• **Directions for this task**
Word for word, please restate the line containing "[mark] the sunlit" and all the lines that follow it to the end of the data.

** Opening The data block **

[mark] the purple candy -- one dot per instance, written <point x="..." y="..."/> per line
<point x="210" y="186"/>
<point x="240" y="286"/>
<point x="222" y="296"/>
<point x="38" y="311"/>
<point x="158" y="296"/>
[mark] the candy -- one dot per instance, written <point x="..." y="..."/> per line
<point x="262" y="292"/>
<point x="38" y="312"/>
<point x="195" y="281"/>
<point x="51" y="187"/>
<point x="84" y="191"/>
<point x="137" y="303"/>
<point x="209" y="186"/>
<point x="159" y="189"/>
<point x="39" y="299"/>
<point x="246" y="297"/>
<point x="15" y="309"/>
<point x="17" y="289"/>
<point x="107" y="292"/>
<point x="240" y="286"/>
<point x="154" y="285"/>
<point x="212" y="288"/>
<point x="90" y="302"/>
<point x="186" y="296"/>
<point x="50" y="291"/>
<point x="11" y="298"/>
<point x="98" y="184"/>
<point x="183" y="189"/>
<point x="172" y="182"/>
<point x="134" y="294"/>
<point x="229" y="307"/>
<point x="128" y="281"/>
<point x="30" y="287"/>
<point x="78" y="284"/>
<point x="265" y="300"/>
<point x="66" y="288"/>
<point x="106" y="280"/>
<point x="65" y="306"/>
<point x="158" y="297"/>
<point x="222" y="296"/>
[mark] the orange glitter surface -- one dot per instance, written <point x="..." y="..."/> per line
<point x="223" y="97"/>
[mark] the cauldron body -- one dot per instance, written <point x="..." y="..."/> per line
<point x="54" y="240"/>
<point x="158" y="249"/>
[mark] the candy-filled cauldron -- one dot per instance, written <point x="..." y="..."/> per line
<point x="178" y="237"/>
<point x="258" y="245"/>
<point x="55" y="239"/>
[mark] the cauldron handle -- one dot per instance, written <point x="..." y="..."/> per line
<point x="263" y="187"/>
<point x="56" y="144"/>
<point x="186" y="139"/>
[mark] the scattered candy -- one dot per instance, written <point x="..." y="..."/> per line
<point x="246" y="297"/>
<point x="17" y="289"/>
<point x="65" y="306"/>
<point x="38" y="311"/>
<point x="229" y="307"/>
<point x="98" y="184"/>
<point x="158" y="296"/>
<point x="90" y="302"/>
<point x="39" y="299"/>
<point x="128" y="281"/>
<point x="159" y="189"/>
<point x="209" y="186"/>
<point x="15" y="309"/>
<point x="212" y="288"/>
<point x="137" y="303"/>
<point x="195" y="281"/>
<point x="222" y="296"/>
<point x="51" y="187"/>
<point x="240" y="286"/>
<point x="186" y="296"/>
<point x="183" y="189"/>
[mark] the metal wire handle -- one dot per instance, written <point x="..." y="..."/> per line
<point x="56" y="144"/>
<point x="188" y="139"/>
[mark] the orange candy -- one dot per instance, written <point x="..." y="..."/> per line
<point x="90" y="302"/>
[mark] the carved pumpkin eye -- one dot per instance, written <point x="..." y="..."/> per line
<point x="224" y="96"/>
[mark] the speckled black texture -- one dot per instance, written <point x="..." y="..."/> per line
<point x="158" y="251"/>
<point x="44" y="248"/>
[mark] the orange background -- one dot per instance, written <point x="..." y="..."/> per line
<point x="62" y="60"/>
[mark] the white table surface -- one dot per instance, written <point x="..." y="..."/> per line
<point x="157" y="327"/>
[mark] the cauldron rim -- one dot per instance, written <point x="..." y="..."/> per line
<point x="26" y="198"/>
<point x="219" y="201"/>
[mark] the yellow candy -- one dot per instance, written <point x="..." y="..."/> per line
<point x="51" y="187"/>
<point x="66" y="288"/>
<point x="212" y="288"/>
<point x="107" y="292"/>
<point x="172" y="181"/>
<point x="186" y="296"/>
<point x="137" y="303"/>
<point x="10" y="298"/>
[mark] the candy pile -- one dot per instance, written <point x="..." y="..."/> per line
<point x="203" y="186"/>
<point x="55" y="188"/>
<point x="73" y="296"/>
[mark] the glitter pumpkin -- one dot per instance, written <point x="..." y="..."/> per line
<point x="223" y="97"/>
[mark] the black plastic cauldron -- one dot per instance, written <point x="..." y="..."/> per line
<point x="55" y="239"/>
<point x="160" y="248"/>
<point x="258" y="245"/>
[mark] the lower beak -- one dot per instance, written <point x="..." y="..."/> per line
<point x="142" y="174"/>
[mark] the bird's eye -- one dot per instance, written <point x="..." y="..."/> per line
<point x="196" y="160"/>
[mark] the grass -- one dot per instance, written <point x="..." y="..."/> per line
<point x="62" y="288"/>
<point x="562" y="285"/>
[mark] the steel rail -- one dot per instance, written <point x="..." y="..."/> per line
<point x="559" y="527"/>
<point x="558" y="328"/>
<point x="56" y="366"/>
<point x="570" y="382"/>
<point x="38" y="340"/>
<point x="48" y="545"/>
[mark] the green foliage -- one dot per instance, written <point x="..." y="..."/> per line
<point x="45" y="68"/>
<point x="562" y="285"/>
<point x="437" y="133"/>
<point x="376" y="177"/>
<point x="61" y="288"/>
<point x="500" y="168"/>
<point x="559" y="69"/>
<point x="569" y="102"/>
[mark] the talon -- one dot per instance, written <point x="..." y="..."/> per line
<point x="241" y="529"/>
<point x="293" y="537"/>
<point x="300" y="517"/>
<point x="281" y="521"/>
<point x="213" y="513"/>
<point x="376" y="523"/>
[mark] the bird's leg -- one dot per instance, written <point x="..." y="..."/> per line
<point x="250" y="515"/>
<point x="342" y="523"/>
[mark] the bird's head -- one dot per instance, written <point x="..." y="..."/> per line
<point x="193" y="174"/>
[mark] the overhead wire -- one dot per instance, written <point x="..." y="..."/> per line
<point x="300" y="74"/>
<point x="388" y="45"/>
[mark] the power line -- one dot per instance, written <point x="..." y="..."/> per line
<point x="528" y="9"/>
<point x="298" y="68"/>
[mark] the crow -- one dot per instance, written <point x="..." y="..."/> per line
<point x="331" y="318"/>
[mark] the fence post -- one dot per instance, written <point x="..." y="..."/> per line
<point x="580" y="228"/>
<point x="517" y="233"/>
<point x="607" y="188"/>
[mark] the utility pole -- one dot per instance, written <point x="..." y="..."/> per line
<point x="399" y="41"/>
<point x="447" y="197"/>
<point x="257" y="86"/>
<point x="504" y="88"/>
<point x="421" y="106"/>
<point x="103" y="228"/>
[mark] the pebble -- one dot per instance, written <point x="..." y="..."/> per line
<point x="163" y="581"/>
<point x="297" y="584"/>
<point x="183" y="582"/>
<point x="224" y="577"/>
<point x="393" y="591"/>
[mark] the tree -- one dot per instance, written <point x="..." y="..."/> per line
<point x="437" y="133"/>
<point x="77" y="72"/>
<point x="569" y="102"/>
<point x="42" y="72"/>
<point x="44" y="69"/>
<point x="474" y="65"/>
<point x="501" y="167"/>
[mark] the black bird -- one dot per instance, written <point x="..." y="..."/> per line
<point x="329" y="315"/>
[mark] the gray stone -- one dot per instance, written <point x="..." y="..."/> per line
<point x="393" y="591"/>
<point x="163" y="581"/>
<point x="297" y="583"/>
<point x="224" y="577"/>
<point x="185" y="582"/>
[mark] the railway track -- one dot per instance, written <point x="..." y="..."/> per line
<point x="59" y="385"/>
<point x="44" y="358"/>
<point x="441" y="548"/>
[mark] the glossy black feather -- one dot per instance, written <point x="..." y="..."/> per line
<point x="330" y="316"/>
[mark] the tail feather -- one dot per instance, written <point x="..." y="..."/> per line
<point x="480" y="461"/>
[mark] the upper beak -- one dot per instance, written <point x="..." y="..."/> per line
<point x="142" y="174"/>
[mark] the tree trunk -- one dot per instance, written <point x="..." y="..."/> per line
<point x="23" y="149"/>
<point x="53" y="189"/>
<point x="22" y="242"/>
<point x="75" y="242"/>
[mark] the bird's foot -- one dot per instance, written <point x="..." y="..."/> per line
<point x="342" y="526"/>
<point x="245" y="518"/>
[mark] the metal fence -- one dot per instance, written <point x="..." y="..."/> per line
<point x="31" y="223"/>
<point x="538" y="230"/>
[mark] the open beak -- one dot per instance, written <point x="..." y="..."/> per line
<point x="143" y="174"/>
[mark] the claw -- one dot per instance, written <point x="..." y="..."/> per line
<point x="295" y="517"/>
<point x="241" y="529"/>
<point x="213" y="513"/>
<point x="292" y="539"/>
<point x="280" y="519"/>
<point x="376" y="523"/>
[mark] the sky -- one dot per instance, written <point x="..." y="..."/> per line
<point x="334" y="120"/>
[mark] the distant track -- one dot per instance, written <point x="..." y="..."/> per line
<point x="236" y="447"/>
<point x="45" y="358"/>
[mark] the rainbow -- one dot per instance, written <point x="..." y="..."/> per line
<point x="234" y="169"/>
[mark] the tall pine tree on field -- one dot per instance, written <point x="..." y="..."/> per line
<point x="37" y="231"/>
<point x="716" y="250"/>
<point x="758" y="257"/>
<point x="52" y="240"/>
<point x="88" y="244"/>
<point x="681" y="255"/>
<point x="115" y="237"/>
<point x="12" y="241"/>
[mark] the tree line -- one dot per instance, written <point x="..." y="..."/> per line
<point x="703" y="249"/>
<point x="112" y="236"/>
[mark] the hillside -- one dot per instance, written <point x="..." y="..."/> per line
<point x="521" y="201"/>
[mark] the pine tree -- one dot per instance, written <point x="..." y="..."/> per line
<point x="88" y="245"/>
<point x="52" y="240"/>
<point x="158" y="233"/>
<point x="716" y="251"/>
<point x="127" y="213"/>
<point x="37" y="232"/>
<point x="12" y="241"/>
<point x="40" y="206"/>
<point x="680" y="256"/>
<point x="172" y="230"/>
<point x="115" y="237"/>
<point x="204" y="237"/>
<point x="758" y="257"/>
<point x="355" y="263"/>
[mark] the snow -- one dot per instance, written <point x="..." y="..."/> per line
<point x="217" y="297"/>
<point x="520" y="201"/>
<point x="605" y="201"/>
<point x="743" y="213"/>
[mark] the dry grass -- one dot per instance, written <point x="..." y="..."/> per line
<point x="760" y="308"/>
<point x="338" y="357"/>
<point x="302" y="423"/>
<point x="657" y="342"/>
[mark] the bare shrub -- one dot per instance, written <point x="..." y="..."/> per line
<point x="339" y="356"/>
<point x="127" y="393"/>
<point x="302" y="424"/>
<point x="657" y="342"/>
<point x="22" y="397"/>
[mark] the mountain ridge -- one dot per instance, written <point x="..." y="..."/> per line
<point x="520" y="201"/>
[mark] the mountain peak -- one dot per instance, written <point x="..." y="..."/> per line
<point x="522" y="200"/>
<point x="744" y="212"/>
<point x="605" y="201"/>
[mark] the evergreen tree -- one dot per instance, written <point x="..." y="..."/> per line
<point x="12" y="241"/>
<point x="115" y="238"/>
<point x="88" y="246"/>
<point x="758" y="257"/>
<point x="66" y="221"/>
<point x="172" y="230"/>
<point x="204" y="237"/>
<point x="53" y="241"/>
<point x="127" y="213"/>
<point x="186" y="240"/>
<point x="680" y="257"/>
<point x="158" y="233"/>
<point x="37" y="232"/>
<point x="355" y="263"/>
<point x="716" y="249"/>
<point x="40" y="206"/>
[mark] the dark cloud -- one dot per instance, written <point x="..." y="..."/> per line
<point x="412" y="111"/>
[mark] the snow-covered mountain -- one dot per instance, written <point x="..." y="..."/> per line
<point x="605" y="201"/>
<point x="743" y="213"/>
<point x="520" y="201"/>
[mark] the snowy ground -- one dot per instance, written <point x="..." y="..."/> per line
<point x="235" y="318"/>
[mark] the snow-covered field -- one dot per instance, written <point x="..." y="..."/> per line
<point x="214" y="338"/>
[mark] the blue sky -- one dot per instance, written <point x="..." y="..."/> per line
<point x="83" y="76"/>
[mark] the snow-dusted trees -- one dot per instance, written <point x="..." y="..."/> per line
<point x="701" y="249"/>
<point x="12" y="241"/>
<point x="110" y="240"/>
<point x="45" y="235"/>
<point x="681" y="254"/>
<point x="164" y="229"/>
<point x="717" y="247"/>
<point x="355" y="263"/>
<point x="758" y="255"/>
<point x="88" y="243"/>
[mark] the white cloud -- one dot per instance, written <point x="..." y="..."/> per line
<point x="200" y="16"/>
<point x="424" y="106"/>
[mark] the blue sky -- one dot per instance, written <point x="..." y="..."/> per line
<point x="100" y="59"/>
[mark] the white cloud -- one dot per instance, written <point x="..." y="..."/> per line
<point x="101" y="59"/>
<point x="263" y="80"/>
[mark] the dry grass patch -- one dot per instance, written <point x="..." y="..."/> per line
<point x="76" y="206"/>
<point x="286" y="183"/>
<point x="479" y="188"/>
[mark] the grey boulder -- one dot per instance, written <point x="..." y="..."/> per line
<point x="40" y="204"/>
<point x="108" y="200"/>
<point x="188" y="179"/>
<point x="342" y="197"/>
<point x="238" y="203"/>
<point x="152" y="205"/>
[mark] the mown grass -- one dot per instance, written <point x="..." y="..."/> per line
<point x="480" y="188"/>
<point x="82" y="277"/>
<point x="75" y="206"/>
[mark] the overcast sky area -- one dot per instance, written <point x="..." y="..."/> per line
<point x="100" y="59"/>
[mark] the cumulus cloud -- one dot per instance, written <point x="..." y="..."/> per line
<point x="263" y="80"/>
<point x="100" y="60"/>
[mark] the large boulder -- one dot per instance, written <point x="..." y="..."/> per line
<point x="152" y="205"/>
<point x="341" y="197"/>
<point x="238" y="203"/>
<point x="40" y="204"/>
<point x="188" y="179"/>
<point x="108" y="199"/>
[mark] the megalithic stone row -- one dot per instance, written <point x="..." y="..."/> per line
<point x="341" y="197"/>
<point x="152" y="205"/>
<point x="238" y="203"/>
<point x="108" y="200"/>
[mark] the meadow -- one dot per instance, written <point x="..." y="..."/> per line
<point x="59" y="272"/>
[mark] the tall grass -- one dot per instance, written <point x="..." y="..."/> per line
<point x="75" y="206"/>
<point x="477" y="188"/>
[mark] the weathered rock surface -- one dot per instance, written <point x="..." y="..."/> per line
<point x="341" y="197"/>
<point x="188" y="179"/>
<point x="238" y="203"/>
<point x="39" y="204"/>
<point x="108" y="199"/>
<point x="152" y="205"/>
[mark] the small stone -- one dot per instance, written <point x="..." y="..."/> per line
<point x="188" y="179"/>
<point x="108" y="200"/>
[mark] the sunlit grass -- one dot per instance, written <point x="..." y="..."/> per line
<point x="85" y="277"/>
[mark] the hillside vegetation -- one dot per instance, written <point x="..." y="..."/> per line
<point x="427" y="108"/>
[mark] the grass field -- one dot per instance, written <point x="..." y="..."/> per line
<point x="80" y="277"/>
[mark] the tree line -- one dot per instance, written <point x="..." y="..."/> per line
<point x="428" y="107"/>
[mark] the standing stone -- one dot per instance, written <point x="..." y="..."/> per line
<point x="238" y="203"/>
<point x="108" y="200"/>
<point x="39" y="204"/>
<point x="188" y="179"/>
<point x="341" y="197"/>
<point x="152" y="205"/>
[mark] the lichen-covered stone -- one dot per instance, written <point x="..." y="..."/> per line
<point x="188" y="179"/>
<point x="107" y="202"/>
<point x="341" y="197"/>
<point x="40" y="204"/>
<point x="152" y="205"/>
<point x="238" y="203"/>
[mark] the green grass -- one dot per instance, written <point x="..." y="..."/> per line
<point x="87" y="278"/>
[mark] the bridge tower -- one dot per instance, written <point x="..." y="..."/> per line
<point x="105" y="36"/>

** Closing The data block **

• **Written answer**
[mark] the sunlit grass -- one dot per instance, written <point x="..." y="..."/> per line
<point x="85" y="277"/>
[mark] the hillside vegetation -- one dot per instance, written <point x="..." y="..."/> per line
<point x="427" y="108"/>
[mark] the grass field -- one dot per instance, written <point x="..." y="..."/> per line
<point x="80" y="277"/>
[mark] the tree line -- one dot per instance, written <point x="..." y="..."/> per line
<point x="428" y="107"/>
[mark] the standing stone -- one dot per instance, written <point x="..." y="..."/> per line
<point x="238" y="203"/>
<point x="108" y="200"/>
<point x="39" y="204"/>
<point x="188" y="179"/>
<point x="341" y="197"/>
<point x="152" y="205"/>
[mark] the lichen-covered stone -- one dot per instance, written <point x="..." y="..."/> per line
<point x="188" y="179"/>
<point x="107" y="202"/>
<point x="341" y="197"/>
<point x="40" y="204"/>
<point x="152" y="205"/>
<point x="238" y="203"/>
[mark] the green grass -- one dot per instance, written <point x="..." y="..."/> per line
<point x="87" y="278"/>
[mark] the bridge tower -- one dot per instance, written <point x="..." y="..."/> per line
<point x="105" y="36"/>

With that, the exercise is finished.